Work request -
In the records below, pick out all lines containing the word "black".

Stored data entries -

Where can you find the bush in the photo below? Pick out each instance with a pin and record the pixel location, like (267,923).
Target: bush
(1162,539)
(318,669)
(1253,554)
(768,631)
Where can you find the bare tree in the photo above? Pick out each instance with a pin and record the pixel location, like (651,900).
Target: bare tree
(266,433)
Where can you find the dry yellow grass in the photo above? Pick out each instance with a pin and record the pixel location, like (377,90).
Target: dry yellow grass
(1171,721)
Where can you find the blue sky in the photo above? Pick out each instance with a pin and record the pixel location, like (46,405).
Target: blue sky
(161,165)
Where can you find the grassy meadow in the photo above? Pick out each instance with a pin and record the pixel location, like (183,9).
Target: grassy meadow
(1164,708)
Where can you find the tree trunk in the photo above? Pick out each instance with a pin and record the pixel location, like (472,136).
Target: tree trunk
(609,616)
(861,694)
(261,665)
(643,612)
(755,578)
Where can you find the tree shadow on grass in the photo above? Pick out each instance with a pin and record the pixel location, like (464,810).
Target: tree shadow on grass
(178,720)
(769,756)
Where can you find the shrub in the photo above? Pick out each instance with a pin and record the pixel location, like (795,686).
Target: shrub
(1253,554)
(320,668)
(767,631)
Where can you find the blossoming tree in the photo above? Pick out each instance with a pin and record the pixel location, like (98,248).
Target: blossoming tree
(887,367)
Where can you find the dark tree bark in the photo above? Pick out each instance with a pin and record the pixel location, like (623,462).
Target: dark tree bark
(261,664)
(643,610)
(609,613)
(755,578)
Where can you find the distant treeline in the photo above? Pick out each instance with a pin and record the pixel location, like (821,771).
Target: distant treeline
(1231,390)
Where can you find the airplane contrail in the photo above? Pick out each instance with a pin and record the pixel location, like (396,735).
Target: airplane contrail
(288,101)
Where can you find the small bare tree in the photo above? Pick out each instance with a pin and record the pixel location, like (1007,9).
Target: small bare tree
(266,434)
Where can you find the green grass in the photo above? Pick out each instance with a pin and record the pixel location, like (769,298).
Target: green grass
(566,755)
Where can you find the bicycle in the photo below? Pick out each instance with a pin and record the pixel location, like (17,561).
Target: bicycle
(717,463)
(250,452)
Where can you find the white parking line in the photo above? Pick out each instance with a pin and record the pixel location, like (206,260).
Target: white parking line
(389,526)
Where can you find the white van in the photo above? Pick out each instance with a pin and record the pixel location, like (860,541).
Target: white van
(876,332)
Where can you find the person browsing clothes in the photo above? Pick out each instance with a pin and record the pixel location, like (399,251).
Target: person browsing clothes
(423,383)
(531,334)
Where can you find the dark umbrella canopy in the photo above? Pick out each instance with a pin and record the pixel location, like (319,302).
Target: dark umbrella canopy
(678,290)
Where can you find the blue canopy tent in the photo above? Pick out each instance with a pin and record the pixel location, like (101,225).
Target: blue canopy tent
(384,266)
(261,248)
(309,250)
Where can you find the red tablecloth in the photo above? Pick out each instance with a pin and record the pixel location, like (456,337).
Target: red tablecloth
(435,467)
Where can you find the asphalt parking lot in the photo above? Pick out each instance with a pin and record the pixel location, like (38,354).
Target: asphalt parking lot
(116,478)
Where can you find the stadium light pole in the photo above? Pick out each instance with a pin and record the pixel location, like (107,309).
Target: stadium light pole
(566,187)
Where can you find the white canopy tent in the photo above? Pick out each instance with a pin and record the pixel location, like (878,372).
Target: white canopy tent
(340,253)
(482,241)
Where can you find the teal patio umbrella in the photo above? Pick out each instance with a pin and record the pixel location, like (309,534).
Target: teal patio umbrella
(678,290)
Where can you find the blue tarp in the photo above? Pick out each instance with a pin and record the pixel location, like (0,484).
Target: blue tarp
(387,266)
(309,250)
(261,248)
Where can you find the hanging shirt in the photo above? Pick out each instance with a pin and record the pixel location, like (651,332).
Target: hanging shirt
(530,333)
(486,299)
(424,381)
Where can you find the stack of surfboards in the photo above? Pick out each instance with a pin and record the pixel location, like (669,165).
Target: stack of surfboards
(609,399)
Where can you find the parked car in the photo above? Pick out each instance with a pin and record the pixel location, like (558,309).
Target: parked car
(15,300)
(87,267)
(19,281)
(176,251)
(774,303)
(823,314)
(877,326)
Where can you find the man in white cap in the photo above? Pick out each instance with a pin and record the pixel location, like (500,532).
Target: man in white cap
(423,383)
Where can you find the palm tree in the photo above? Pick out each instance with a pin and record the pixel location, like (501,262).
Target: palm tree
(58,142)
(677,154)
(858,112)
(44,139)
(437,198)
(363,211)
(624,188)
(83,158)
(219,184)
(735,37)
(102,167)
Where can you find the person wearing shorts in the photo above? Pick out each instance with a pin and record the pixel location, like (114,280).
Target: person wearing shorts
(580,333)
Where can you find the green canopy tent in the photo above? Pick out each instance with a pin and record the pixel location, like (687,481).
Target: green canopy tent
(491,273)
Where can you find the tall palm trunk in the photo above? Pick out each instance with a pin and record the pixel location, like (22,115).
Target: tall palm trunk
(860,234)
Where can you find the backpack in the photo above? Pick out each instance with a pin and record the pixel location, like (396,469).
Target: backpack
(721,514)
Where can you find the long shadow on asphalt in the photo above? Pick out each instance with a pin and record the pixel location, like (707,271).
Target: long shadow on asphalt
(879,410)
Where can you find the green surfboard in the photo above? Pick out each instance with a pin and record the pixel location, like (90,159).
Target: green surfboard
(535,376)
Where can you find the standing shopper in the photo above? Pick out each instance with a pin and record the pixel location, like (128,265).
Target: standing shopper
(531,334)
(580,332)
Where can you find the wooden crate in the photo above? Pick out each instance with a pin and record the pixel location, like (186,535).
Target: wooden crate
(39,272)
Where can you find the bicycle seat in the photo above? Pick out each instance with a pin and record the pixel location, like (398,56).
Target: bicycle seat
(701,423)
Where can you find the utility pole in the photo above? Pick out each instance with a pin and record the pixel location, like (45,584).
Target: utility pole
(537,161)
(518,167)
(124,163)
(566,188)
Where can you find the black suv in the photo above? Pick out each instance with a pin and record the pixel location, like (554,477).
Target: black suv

Exercise solution -
Where can you find the black suv in the photo above? Pick out each instance with a pin and record the pixel location, like (554,477).
Target: black suv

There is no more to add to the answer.